EXTRACTED INFORMATION:

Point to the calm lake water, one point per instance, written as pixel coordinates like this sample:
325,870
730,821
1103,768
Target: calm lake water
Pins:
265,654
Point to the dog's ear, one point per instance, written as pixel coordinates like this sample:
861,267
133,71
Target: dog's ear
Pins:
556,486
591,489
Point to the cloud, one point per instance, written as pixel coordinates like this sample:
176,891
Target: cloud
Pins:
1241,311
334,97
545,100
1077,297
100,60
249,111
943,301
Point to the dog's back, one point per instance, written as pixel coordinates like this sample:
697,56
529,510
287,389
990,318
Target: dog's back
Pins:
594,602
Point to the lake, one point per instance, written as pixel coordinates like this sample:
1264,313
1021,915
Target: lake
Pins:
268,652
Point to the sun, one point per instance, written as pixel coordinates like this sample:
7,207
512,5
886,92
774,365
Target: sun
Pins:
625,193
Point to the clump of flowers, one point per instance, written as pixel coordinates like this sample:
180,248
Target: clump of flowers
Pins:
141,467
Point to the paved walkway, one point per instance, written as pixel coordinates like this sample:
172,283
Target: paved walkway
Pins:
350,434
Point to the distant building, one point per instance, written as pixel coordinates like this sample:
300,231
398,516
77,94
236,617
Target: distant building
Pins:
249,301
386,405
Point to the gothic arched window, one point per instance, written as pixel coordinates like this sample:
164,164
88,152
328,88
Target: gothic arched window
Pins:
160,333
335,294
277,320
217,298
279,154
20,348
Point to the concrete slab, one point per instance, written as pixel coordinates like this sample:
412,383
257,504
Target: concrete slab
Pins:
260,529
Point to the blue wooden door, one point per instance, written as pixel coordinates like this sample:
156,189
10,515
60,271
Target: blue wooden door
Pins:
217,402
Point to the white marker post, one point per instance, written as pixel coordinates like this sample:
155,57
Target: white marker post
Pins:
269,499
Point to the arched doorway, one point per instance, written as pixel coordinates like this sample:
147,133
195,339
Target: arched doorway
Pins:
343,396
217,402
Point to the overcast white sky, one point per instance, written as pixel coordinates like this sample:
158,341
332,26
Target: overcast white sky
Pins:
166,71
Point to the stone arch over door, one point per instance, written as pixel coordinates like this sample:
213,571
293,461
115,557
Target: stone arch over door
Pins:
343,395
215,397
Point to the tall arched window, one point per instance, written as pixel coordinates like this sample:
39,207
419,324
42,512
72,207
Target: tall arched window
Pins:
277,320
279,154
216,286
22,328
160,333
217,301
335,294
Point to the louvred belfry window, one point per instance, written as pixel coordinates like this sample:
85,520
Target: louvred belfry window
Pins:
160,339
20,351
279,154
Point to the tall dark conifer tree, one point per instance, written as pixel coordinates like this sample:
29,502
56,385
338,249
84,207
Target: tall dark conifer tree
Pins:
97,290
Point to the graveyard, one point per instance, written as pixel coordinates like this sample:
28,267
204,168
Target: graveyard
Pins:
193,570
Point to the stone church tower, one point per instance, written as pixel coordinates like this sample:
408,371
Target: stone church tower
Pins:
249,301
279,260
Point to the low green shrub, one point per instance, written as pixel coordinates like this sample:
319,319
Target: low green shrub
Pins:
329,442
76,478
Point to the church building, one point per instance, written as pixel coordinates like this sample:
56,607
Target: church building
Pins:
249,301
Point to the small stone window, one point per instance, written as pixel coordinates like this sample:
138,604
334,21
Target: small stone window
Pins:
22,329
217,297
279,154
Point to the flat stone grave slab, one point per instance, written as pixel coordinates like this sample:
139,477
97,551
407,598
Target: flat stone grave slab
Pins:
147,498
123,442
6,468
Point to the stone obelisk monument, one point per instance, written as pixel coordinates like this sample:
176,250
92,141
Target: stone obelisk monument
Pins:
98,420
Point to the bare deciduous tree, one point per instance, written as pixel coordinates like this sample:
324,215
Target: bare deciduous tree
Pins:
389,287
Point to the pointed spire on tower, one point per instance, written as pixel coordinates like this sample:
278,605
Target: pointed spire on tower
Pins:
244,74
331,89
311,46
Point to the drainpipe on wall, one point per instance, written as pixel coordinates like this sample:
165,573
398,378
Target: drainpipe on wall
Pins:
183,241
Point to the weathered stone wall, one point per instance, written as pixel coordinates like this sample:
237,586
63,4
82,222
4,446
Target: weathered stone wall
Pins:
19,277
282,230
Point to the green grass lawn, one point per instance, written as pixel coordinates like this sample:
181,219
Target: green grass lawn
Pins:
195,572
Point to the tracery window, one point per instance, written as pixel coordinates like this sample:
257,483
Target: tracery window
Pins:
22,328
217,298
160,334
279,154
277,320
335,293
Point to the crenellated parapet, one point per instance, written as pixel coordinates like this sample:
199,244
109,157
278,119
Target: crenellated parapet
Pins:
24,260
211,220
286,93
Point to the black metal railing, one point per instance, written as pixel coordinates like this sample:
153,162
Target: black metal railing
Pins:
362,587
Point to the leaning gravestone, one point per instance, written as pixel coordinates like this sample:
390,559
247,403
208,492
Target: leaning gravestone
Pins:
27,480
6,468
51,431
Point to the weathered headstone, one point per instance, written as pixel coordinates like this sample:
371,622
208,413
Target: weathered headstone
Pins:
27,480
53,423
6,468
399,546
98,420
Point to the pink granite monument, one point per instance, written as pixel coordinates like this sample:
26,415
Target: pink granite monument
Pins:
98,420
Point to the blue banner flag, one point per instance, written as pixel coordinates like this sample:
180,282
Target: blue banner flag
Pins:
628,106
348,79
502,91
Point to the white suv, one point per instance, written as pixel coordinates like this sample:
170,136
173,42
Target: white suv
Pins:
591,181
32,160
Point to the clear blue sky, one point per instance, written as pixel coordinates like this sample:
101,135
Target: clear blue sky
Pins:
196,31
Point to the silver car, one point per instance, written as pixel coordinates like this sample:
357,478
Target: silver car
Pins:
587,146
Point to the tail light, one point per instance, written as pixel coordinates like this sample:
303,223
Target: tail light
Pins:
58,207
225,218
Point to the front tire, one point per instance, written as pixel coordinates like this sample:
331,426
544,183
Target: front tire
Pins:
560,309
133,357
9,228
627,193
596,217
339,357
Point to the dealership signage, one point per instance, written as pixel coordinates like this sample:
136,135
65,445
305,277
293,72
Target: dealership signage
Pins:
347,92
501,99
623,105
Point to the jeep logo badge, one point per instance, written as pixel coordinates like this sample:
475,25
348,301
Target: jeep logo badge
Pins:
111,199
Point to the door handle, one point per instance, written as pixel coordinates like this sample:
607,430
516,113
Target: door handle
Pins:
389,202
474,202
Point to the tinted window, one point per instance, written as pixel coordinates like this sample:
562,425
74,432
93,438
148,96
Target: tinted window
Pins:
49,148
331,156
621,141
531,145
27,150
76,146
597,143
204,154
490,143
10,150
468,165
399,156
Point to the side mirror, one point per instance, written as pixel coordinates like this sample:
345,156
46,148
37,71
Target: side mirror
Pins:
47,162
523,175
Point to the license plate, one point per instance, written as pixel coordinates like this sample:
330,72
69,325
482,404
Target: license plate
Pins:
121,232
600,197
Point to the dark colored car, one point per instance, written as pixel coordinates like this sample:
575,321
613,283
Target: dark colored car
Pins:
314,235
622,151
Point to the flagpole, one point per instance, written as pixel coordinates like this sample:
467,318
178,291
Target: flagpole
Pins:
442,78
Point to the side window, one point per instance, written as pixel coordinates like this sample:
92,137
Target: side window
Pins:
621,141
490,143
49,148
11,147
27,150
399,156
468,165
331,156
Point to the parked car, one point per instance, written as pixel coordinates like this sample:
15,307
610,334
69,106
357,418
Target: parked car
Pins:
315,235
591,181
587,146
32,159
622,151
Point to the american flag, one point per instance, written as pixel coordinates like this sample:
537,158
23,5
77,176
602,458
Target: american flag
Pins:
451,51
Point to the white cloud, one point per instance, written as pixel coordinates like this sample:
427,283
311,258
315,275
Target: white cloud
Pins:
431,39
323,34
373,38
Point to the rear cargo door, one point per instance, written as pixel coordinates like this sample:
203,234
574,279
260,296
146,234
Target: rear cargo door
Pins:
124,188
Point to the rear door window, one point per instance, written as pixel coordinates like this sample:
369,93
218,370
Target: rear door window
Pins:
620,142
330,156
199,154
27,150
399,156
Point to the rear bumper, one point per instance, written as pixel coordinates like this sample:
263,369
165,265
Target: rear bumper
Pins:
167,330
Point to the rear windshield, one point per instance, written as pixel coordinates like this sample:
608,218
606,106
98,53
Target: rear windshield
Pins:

WHAT THE EXERCISE ASKS:
Copy everything word for word from the line that contains "Point to the rear door" down to the last line of the items, including both of those lines.

OUTPUT OF THE TASK:
Point to the rear door window, one point per instance, written as pixel coordinates like this sample:
369,93
218,370
Target: rear door window
Pins:
620,142
330,156
199,154
27,150
399,156
Point to the rear bumper, one point per instance, written as pixel coordinates like this sample:
263,369
165,265
Target: rear bumper
Pins:
167,330
Point to the rear windshield, one point per instance, written as pixel coordinates like this sample:
608,218
606,106
98,53
Target: rear windshield
Pins:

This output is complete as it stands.